--- STORED DATA ---
---

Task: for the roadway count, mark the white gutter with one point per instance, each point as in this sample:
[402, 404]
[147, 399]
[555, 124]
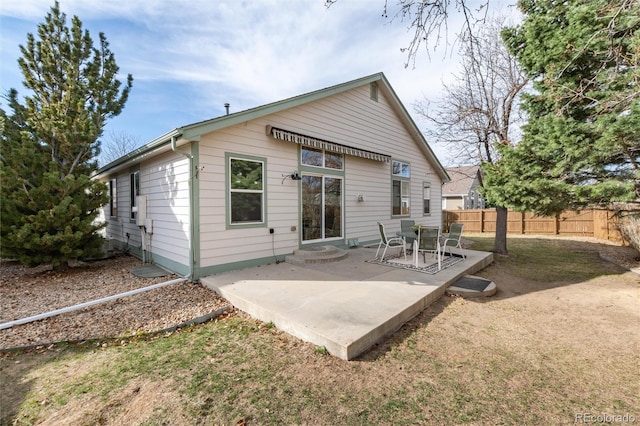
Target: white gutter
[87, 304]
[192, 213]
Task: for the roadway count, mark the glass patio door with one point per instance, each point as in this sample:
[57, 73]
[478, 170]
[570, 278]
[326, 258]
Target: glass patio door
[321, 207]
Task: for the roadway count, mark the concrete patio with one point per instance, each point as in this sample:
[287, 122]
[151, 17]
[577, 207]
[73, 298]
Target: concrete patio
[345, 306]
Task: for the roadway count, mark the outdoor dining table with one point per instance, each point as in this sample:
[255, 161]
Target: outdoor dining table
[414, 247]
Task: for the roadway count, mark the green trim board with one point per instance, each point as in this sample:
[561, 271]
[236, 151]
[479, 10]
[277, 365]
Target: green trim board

---

--- STATED TASK ---
Render every line of the listing above as a Markdown table with the columns "Row" and "Text", numbering the rows and skipping blank lines. Omit the pictures.

--- WRITTEN RESPONSE ---
| Row | Text |
|---|---|
| 1 | Task: for the roadway count, mark the white gutter with one point per instance, each point as in this sample: |
| 2 | [402, 404] |
| 3 | [147, 399] |
| 4 | [555, 124] |
| 5 | Target: white gutter |
| 6 | [87, 304] |
| 7 | [192, 213] |
| 8 | Task: for the roadway count, mark the glass patio door with one point per instance, each point as in this sample: |
| 9 | [57, 73] |
| 10 | [478, 170] |
| 11 | [570, 278] |
| 12 | [326, 258] |
| 13 | Target: glass patio door |
| 14 | [321, 207] |
| 15 | Task: for the roadway count, mark the concrete patio with one point per instance, each point as in this sample: |
| 16 | [287, 122] |
| 17 | [151, 17] |
| 18 | [577, 207] |
| 19 | [73, 298] |
| 20 | Target: concrete patio |
| 21 | [345, 306] |
| 22 | Task: for the roadway count, mark the outdoor dining table with one point per instance, each point as in this sample: |
| 23 | [255, 161] |
| 24 | Target: outdoor dining table |
| 25 | [414, 247] |
| 26 | Task: for the roadway count, mark the green trim board with one point per instance, each point as in this sample: |
| 27 | [561, 271] |
| 28 | [236, 151] |
| 29 | [479, 10] |
| 30 | [277, 365] |
| 31 | Target: green trim board |